# [SUPPLIED RECORDS]
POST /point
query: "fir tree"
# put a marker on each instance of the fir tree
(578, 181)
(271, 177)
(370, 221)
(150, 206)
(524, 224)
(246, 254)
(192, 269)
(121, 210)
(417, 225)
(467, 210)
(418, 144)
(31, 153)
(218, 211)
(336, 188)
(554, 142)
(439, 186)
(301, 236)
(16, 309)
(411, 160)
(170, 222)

# [PROMPT]
Render the lines above as a Markdown table with two columns, "Number" for the row number and "Line" for the line, leaving out any blank lines.

# [FINAL RESULT]
| Number | Line |
|---|---|
| 1 | POST /point |
| 2 | query: "fir tree" |
| 3 | # put a marker on each instance of the fir tree |
| 4 | (578, 181) |
| 5 | (271, 177) |
| 6 | (370, 221) |
| 7 | (150, 206) |
| 8 | (524, 224) |
| 9 | (246, 254) |
| 10 | (192, 269) |
| 11 | (121, 210) |
| 12 | (417, 225) |
| 13 | (467, 210) |
| 14 | (418, 144) |
| 15 | (31, 153) |
| 16 | (218, 211) |
| 17 | (336, 188) |
| 18 | (554, 142) |
| 19 | (439, 186) |
| 20 | (301, 236) |
| 21 | (16, 309) |
| 22 | (411, 160) |
| 23 | (170, 222) |